> [Texte à analyser]
Numéro 6 - Juin 2021

Bulletin des arrêts des chambres civiles

Bulletin des arrêts des chambres civiles

Numéro 6 - Juin 2021

PRESCRIPTION ACQUISITIVE

3e Civ., 30 juin 2021, n° 20-14.743, (B)

Rejet

Conditions – Possession – Possession trentenaire de la chose vendue – Exclusion – Cas – Garantie d'éviction due par le vendeur – Exception de garantie opposée par l'acquéreur – Exception perpétuelle

Faits et procédure

1. Selon l'arrêt attaqué (Papeete, 29 mars 2018), par acte notarié du 29 janvier 2010, M. [I] [X] a vendu à M. et Mme [G] la parcelle cadastrée AH [Cadastre 1] dépendant de la terre [Localité 1] à [Localité 2] qu'il avait acquise de M. [E] et de Mme [C] par acte sous seing privé du 12 mai 1983.

2. Mme [C] a assigné les consorts [G] et [X] en revendication de la propriété de la parcelle, en invoquant notamment le bénéfice de la prescription acquisitive.

Examen des moyens

Sur le premier moyen, ci-après annexé

3. En application de l'article 1014, alinéa 2, du code de procédure civile, il n'y a pas lieu de statuer par une décision spécialement motivée sur ce moyen qui n'est manifestement pas de nature à entraîner la cassation.

> [Données d'entrée]
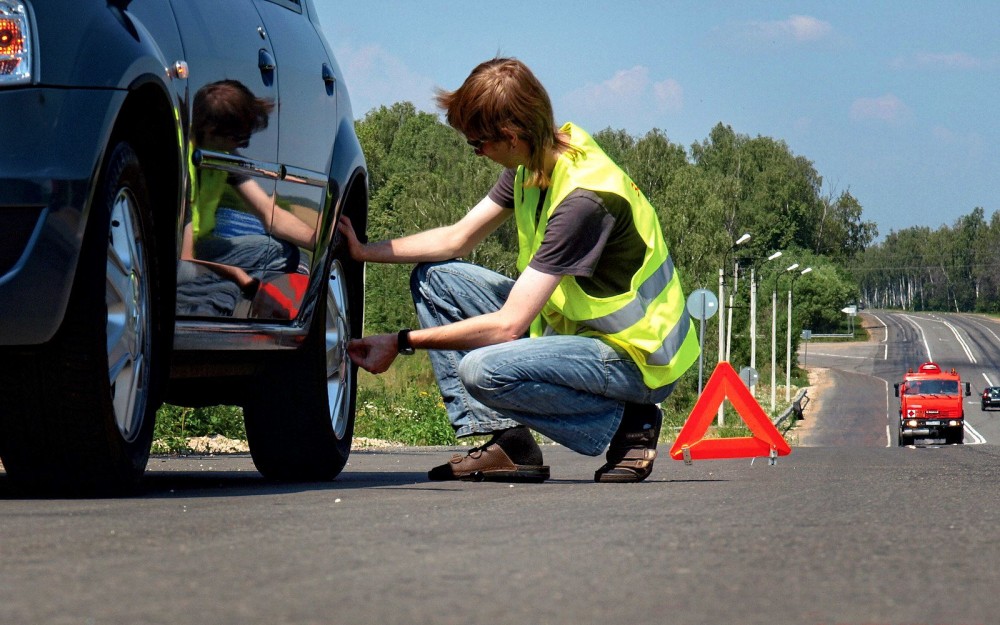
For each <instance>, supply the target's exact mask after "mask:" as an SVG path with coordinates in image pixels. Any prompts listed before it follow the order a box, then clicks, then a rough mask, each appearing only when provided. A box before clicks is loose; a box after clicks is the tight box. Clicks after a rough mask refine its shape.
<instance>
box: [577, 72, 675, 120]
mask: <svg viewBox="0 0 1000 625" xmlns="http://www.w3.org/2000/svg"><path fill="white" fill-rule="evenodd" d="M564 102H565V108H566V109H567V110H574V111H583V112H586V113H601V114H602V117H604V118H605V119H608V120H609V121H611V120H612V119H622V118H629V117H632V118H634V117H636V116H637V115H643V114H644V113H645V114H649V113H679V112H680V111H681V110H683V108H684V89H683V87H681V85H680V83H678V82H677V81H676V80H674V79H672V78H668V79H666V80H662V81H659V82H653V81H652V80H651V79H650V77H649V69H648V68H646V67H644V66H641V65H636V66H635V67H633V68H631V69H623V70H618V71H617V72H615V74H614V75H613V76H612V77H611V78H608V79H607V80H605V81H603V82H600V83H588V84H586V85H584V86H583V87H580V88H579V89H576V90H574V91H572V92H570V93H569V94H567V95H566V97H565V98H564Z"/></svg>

> [Questions d'étude]
**1.** Recopiez le passage du texte à analyser qui va de « 1. Selon l'arrêt » jusqu'à « la prescription acquisitive. ».
**2.** Selon le texte à analyser, à quelle date l'acte notarié de vente de la parcelle a-t-il été passé ?
**3.** Les affirmations suivantes concordent-elles avec le texte à analyser ? Répondez par oui ou par non et citez les mots qui tranchent.
(a) Le vendeur avait lui-même acquis la parcelle par acte notarié.
(b) L'action en revendication de propriété s'appuyait notamment sur la prescription acquisitive.
(c) L'arrêt attaqué a été rendu à Papeete.

> [Réponses]
**1.**
1. Selon l'arrêt attaqué (Papeete, 29 mars 2018), par acte notarié du 29 janvier 2010, M. [I] [X] a vendu à M. et Mme [G] la parcelle cadastrée AH [Cadastre 1] dépendant de la terre [Localité 1] à [Localité 2] qu'il avait acquise de M. [E] et de Mme [C] par acte sous seing privé du 12 mai 1983.

2. Mme [C] a assigné les consorts [G] et [X] en revendication de la propriété de la parcelle, en invoquant notamment le bénéfice de la prescription acquisitive.

**2.** Le 29 janvier 2010.

**3.**
(a) Non : « par acte sous seing privé du 12 mai 1983 ».
(b) Oui : « en invoquant notamment le bénéfice de la prescription acquisitive ».
(c) Oui : « Papeete, 29 mars 2018 ».